■ **Problem statement**: Please restate each entry exactly, without skipping any.

──────── Data provided ────────

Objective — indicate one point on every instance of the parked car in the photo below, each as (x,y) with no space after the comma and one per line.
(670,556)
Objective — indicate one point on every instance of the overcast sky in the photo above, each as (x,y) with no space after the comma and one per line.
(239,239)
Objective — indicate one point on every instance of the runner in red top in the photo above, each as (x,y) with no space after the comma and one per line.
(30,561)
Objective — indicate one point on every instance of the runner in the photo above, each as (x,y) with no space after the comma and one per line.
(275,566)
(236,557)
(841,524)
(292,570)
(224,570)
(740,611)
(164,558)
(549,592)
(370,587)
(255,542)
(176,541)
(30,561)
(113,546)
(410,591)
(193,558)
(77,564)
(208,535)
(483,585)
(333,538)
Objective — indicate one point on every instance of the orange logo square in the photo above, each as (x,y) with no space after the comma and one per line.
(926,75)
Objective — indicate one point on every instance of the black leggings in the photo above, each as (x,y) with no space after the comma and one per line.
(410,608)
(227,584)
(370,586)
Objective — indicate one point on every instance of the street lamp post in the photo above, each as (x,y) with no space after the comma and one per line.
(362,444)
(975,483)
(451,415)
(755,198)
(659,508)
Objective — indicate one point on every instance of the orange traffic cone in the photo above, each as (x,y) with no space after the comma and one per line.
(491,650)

────────

■ **Finished exercise**:
Objective — indicate one point on every instance of the parked car in the photo below, each as (x,y) with no space after the comma and one per line.
(670,556)
Objective — indicate one point on every instance of the overcast sky in the photo above, each as (x,y) with no space after the comma and one per line.
(239,239)
Objective — indicate one point on every instance of the runner in red top in the photo above, each as (x,y) with no space after the comma and one per line.
(30,561)
Objective — indicate one point on every instance of the runner in the photo above, each as (x,y) with no space after the comma and one per line.
(275,566)
(236,557)
(841,524)
(292,570)
(224,570)
(740,611)
(164,558)
(549,592)
(370,587)
(255,542)
(176,541)
(30,561)
(113,546)
(410,591)
(193,558)
(77,564)
(208,535)
(483,585)
(333,538)
Objective — indicate one point on every instance of the orange logo square in the photo above, each as (x,y) with no space after the comma and one per line.
(926,75)
Objective — indicate one point on every instance of the black leggings in the photo above, each as (x,y) with no space after the comma and one per line.
(410,608)
(227,584)
(370,586)
Objective — indicate one point on every instance of the street lamp post in the photo above, each as (x,y) with no space after the comma and one per line.
(362,444)
(975,483)
(451,415)
(755,198)
(659,508)
Objective — indicate one point on every instance of the orange traffic cone in the photo above, each as (x,y) with no space after the comma and one per line.
(491,650)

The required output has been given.